START

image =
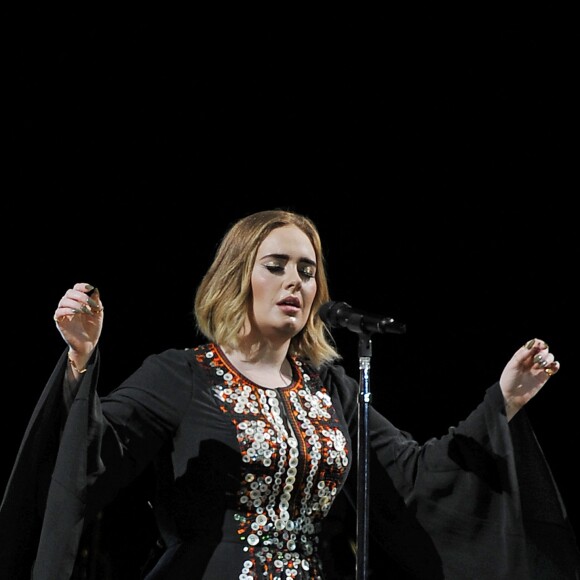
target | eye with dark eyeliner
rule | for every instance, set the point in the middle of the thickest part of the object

END
START

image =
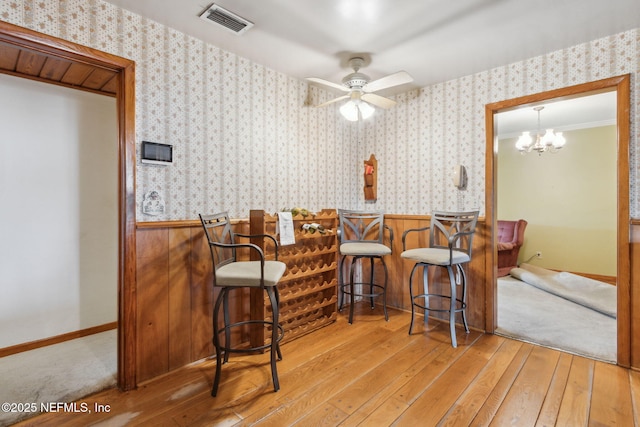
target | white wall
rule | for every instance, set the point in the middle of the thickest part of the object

END

Extract each line of the material above that contains the string "target". Case counts.

target | eye with dark eyeliner
target | white wall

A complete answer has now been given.